━━━ 选读文字

1. case class学习

1.1 样例类（case class）适合用于不可变的数据。它是一种特殊的类，能够被优化以用于模式匹配。

scala 复制代码

case class MetaData(userId: String)

case class Book(name: String) {
  def printBookName(): Unit = {
    println(name)
  }
}

object BookTest {
  def main(args: Array[String]): Unit = {
    val book = Book("Java入门到放弃")
    book.printBookName()
  }
}

在实例化case class类时，不需要使用关键字New，case class类编译成class文件之后会自动生成apply方法，这个方法负责对象的创建。

1.2 模式匹配

一个模式匹配语句包括一个待匹配的值，match关键字，以及至少一个case语句。示例如下：

scala 复制代码

def matchTest(x: Int): String = x match {
    case 1 => "one"
    case 2 => "two"
    case _ => "many"

━━━━━━

任务: 把上面讲 Scala 样例类的文字完整照录一遍，一字不改。 这些资料出自另一来源。

━━━ 提取资料

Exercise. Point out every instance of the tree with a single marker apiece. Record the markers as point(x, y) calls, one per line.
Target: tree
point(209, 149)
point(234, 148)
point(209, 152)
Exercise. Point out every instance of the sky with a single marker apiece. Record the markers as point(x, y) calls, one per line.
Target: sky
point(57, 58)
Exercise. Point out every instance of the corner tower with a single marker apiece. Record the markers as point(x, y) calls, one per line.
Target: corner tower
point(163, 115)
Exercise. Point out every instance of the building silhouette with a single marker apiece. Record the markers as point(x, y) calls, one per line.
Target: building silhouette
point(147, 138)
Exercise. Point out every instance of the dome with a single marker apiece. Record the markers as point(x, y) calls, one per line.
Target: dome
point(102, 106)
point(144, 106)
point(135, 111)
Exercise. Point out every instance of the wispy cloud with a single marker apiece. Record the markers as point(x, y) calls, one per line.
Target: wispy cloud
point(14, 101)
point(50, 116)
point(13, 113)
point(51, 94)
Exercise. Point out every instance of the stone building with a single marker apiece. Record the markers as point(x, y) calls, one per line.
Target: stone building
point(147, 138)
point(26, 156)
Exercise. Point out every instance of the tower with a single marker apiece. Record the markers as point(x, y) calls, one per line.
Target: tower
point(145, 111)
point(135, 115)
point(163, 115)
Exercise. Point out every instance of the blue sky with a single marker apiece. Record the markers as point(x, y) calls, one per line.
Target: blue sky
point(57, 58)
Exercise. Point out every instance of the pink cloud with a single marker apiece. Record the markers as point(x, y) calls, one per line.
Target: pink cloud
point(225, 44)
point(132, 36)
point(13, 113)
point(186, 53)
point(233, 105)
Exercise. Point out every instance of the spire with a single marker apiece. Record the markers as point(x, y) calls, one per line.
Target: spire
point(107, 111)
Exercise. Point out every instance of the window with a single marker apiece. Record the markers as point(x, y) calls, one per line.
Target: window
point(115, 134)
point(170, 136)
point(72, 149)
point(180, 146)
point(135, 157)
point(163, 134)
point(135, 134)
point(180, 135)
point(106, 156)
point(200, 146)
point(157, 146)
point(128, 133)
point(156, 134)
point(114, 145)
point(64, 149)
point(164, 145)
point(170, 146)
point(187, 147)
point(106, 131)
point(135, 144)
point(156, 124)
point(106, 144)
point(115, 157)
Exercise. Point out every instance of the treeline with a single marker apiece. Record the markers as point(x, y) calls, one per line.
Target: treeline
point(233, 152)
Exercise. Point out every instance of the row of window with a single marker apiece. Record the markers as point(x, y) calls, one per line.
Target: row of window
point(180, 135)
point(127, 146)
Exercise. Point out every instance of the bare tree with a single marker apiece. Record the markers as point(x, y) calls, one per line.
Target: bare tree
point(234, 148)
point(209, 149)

━━━━━━

参考解答:
1. case class学习

1.1 样例类（case class）适合用于不可变的数据。它是一种特殊的类，能够被优化以用于模式匹配。

scala 复制代码

case class MetaData(userId: String)

case class Book(name: String) {
  def printBookName(): Unit = {
    println(name)
  }
}

object BookTest {
  def main(args: Array[String]): Unit = {
    val book = Book("Java入门到放弃")
    book.printBookName()
  }
}

在实例化case class类时，不需要使用关键字New，case class类编译成class文件之后会自动生成apply方法，这个方法负责对象的创建。

1.2 模式匹配

一个模式匹配语句包括一个待匹配的值，match关键字，以及至少一个case语句。示例如下：

scala 复制代码

def matchTest(x: Int): String = x match {
    case 1 => "one"
    case 2 => "two"
    case _ => "many"